--- Begin TASK INPUTS ---
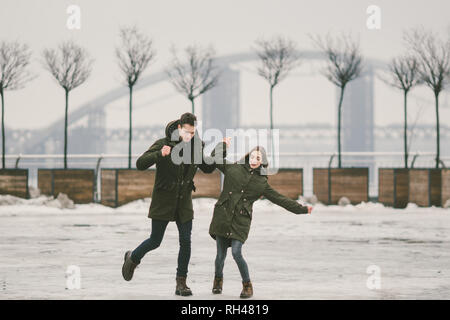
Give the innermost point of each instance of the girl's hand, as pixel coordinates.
(227, 140)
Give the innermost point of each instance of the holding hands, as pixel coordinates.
(227, 140)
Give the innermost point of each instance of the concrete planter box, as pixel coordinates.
(120, 186)
(14, 182)
(429, 187)
(393, 187)
(288, 182)
(330, 184)
(77, 184)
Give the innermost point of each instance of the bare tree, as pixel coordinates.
(70, 65)
(134, 56)
(433, 55)
(344, 64)
(14, 61)
(278, 57)
(196, 75)
(404, 75)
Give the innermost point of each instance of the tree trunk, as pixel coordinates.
(339, 126)
(436, 95)
(271, 125)
(3, 129)
(65, 128)
(130, 136)
(405, 128)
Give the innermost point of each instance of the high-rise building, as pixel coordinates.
(220, 105)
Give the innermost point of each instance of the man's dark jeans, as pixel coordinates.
(156, 236)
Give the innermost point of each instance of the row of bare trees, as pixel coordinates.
(427, 62)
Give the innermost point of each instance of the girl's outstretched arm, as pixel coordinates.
(283, 201)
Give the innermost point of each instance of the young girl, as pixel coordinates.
(244, 183)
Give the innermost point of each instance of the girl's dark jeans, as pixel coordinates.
(156, 236)
(236, 250)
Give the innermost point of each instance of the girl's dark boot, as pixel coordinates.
(182, 289)
(247, 289)
(217, 285)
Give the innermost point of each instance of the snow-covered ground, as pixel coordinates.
(325, 255)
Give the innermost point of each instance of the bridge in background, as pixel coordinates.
(220, 110)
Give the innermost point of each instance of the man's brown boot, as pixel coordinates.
(247, 290)
(128, 266)
(217, 285)
(182, 289)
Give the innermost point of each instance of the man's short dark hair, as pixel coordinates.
(188, 118)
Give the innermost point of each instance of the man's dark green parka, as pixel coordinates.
(172, 193)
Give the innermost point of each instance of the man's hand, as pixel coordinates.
(165, 150)
(227, 141)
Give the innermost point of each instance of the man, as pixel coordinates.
(172, 193)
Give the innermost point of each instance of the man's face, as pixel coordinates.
(255, 159)
(186, 132)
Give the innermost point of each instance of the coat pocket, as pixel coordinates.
(166, 185)
(192, 186)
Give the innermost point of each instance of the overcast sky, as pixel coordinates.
(230, 26)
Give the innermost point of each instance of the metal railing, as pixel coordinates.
(305, 160)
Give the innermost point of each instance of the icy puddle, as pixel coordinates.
(354, 252)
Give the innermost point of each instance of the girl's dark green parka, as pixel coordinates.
(242, 186)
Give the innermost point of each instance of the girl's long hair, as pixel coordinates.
(264, 162)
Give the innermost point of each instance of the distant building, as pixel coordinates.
(221, 103)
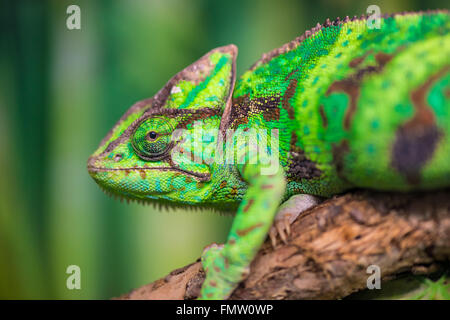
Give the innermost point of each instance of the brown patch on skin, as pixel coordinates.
(248, 205)
(289, 93)
(383, 58)
(290, 74)
(226, 262)
(351, 85)
(243, 107)
(239, 111)
(323, 116)
(339, 151)
(300, 167)
(358, 60)
(245, 231)
(268, 107)
(417, 139)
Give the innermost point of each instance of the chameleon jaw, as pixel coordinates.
(202, 177)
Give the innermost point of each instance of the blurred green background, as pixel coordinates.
(60, 92)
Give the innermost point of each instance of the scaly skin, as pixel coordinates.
(350, 106)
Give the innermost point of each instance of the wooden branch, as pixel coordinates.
(332, 245)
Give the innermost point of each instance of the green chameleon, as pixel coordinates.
(344, 105)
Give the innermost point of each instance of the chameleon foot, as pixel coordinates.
(288, 213)
(219, 284)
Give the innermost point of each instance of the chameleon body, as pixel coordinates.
(342, 106)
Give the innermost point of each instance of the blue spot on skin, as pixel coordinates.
(370, 148)
(306, 130)
(315, 80)
(375, 124)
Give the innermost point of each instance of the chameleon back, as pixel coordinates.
(357, 107)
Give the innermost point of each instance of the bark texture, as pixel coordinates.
(331, 246)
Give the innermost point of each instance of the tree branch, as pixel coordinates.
(332, 245)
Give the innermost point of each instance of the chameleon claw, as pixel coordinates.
(282, 228)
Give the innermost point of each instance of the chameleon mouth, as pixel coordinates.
(200, 176)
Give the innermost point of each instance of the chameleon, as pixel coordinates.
(343, 106)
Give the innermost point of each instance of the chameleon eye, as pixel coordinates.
(151, 139)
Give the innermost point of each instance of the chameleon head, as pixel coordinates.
(162, 146)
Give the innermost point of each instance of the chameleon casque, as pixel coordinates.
(342, 106)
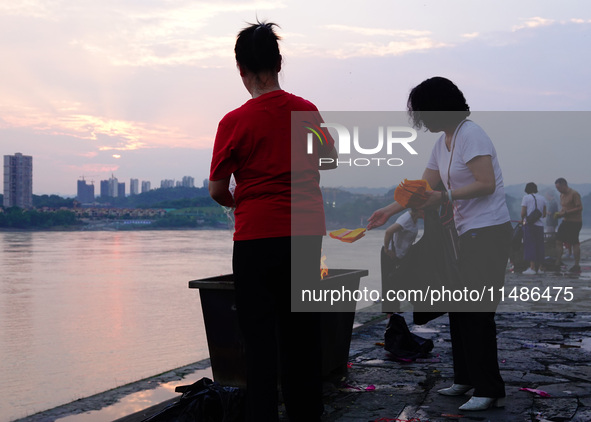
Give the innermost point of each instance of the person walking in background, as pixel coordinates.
(572, 214)
(533, 231)
(465, 160)
(254, 144)
(399, 237)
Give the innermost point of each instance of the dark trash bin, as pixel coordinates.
(226, 348)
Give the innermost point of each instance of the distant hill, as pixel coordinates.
(517, 191)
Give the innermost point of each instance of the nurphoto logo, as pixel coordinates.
(387, 137)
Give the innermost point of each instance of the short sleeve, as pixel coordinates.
(433, 164)
(479, 144)
(223, 162)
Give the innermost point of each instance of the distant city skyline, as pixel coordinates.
(110, 188)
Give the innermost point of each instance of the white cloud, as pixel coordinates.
(404, 33)
(534, 22)
(392, 48)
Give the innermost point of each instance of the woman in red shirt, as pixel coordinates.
(279, 224)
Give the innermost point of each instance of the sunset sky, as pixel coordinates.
(136, 88)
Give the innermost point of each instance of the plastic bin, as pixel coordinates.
(226, 348)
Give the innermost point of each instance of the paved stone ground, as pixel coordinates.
(543, 351)
(546, 351)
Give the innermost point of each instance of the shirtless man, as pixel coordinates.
(572, 214)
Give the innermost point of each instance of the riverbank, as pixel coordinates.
(545, 351)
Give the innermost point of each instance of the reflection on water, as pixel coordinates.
(83, 312)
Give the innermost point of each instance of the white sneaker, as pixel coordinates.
(455, 390)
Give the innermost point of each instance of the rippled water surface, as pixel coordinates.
(83, 312)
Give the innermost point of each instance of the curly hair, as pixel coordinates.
(430, 98)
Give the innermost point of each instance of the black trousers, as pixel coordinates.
(483, 261)
(279, 342)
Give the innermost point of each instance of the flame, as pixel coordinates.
(323, 267)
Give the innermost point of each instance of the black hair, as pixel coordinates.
(436, 94)
(531, 187)
(257, 47)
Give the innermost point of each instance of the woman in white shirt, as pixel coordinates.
(465, 161)
(533, 232)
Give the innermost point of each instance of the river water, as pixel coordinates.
(85, 312)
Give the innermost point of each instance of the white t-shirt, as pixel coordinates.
(470, 142)
(403, 239)
(528, 201)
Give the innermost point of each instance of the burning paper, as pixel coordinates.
(346, 235)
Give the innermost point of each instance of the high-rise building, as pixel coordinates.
(188, 182)
(18, 181)
(146, 186)
(121, 190)
(167, 183)
(104, 188)
(85, 192)
(110, 188)
(134, 186)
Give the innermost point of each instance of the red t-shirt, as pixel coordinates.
(254, 142)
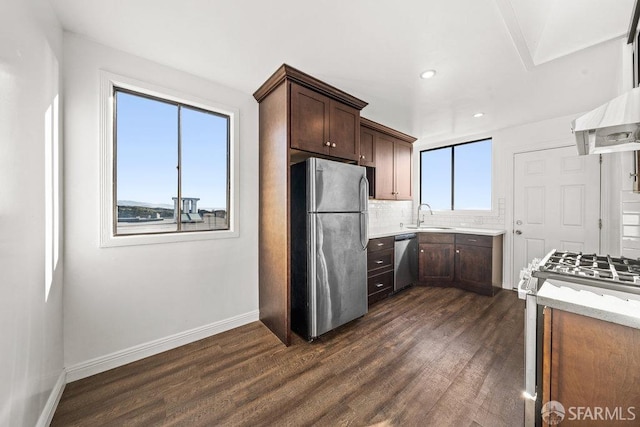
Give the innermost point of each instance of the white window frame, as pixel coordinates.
(464, 212)
(109, 81)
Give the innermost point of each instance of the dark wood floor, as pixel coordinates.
(427, 356)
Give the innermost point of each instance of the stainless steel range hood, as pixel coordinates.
(614, 126)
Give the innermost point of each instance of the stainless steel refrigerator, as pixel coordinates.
(328, 245)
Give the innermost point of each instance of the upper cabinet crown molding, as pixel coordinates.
(387, 130)
(288, 72)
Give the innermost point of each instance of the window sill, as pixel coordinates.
(109, 241)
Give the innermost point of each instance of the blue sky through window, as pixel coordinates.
(471, 176)
(147, 153)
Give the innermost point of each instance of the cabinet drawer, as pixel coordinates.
(380, 244)
(380, 282)
(474, 240)
(436, 237)
(380, 259)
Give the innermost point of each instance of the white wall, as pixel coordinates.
(506, 143)
(31, 350)
(124, 303)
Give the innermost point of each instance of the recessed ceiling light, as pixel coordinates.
(427, 74)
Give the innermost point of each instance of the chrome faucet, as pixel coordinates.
(418, 215)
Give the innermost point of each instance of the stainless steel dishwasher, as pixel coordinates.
(406, 261)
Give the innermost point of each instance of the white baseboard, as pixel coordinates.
(52, 402)
(119, 358)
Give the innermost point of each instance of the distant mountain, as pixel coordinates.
(144, 204)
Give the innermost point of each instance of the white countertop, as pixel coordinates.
(460, 230)
(610, 308)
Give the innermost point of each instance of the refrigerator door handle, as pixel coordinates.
(364, 194)
(364, 215)
(364, 229)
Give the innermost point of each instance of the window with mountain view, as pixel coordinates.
(457, 177)
(171, 166)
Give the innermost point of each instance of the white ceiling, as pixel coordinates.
(517, 61)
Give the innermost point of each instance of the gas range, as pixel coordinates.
(604, 267)
(597, 271)
(599, 286)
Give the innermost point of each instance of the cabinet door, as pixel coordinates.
(309, 120)
(435, 263)
(473, 268)
(367, 152)
(589, 362)
(402, 170)
(344, 131)
(384, 147)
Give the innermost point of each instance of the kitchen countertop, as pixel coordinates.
(608, 308)
(458, 230)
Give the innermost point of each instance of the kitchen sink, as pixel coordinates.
--- End TASK INPUTS ---
● **DIRECTIVE**
Return, word for word, each line from the line that contains "Give the innermost point of each instance of the window with" to the end of the listing above; include both end lines and nothing else.

● **RESPONSE FOR THIS EXERCISE**
Give the innermost point of each instance of the window with mountain view, as pixel coordinates.
(457, 177)
(171, 166)
Give the innermost point of each instance of the white ceiling, as pixel coordinates.
(517, 61)
Give the innermost point of each instance of the gas range, as pixel coordinates.
(604, 267)
(597, 271)
(599, 286)
Give the innermost point of each instance of the cabinet door, as pixel coordinates.
(309, 120)
(435, 263)
(473, 268)
(367, 152)
(589, 362)
(402, 170)
(344, 131)
(384, 147)
Give the innermost point of each instance of the kitchen countertop, as pixel coordinates.
(608, 308)
(458, 230)
Give the innermost point of each instance of the kitchen sink, as pixel coordinates.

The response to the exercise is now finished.